_Dataset excerpt_
= = = = = = =

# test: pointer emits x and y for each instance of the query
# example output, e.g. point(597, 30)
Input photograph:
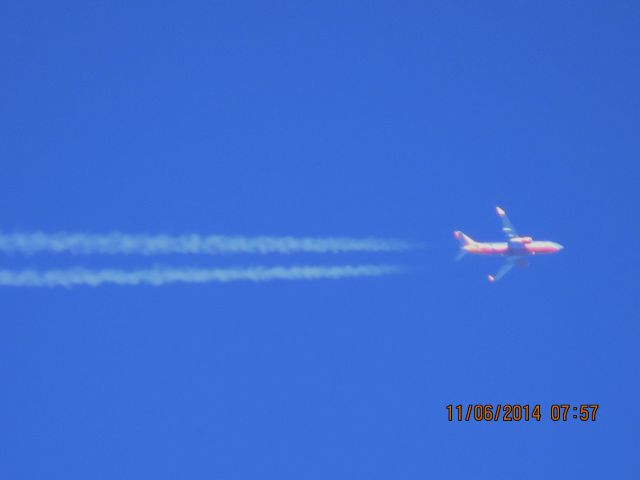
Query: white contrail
point(163, 276)
point(121, 243)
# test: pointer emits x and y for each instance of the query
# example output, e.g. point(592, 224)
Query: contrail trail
point(163, 276)
point(121, 243)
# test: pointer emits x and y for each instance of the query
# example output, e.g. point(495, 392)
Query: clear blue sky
point(403, 119)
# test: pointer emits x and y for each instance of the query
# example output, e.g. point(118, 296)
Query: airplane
point(515, 250)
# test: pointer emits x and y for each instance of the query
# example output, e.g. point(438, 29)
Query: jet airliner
point(515, 250)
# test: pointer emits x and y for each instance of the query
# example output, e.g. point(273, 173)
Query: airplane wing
point(504, 269)
point(507, 227)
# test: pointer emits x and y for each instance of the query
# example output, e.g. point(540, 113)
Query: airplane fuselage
point(533, 247)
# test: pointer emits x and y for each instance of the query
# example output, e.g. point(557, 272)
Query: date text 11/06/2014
point(515, 412)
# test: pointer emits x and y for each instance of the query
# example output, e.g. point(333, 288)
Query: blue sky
point(405, 120)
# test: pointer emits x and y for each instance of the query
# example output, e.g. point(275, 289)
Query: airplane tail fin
point(463, 240)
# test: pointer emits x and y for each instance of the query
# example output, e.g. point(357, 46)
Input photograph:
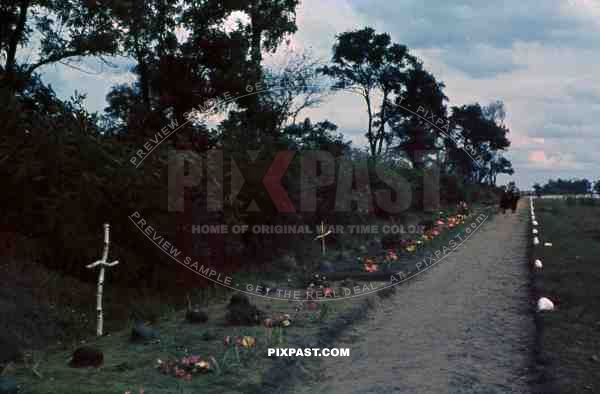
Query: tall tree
point(419, 101)
point(480, 138)
point(368, 63)
point(68, 29)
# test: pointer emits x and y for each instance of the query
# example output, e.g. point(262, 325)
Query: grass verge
point(567, 350)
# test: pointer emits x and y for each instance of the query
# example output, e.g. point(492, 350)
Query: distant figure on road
point(514, 200)
point(505, 201)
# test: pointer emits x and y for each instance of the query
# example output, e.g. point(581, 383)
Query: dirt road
point(462, 327)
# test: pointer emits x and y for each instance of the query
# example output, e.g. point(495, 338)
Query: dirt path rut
point(463, 327)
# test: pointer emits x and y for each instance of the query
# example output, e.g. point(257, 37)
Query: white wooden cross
point(102, 263)
point(322, 235)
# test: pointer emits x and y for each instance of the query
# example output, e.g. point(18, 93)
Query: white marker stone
point(544, 304)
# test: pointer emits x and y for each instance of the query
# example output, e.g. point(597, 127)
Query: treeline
point(567, 186)
point(68, 169)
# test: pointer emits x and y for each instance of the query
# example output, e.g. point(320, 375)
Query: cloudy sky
point(540, 57)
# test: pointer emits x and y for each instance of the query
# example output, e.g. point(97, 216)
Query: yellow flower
point(248, 342)
point(411, 248)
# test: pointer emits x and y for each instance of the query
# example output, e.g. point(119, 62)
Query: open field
point(568, 343)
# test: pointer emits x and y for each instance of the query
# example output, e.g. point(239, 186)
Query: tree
point(68, 29)
point(368, 63)
point(481, 137)
point(413, 130)
point(537, 188)
point(319, 136)
point(297, 86)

= = = = = = =

_Your task_
Produce an exact copy of each line of data, skipping embedded images.

_Completed exercise_
# test: pointer emits x and y for each instance of the query
# example output, e.g. point(597, 30)
Input photograph:
Query: white contrail
point(163, 276)
point(121, 243)
# test: pointer emits x and y for each instance of the query
# example output, e.g. point(592, 224)
Query: contrail trail
point(163, 276)
point(121, 243)
# test: pointer emits x and y for each instance of the query
# example output, e.g. point(495, 392)
Query: clear blue sky
point(403, 119)
# test: pointer emits x and y for each instance of the query
# example output, e.g. point(118, 296)
Query: airplane
point(515, 250)
# test: pointer emits x and y for each instance of the query
# example output, e.g. point(438, 29)
Query: jet airliner
point(515, 250)
# test: pointer emits x and y for each instance of the query
# example output, e.g. point(273, 173)
Query: airplane wing
point(504, 269)
point(507, 227)
# test: pointer emits x and y for each instance of the query
# example output, e.g. point(540, 113)
Query: airplane fuselage
point(533, 247)
# test: pointer emits x and y for each instance of the query
# example output, e.g. point(557, 272)
Query: date text 11/06/2014
point(515, 412)
# test: pointer emits x and y for each instance of the query
# example output, e.g. point(333, 288)
Query: blue sky
point(405, 120)
# test: pointer emits x and y for each instance of the query
# example output, e.g. point(275, 289)
Query: airplane tail fin
point(463, 240)
# test: pointer emits x and y for each instance of the query
# example output, e.g. point(357, 46)
Input photograph:
Query: tall tree
point(419, 101)
point(480, 138)
point(368, 63)
point(68, 29)
# test: pointer emits x and y for each instance of the query
# example output, e.g. point(262, 325)
Query: grass verge
point(567, 350)
# test: pointer emits x and y for each instance of the query
# example output, e.g. point(492, 350)
Query: distant figure on road
point(514, 200)
point(505, 201)
# test: pointer emits x and y for each instance of the query
# example output, e.g. point(581, 383)
Query: dirt road
point(462, 327)
# test: pointer emits x and y for each instance of the query
# example output, e.g. point(495, 338)
Query: dirt path rut
point(463, 327)
# test: pointer emits x and y for each instance of the query
# example output, e.g. point(257, 37)
Query: white wooden cross
point(102, 263)
point(322, 235)
# test: pointer emits x and y for each instance of the query
# example output, e.g. point(18, 93)
Query: white marker stone
point(544, 304)
# test: pointer emits x and y for each instance of the query
# example output, e.g. point(597, 127)
Query: treeline
point(567, 186)
point(68, 169)
# test: pointer emits x and y for each instance of the query
# example output, e.g. point(320, 375)
Query: cloudy sky
point(540, 57)
# test: pointer emits x and y for each instance of the query
# example output, e.g. point(97, 216)
Query: yellow flower
point(248, 342)
point(411, 248)
# test: pointer emits x and y for each instance of the query
# example output, e.g. point(119, 62)
Query: open field
point(568, 343)
# test: pointer emits x and y for each instance of the query
# example output, e.g. point(239, 186)
Query: tree
point(68, 29)
point(368, 63)
point(481, 137)
point(413, 130)
point(537, 188)
point(319, 136)
point(297, 86)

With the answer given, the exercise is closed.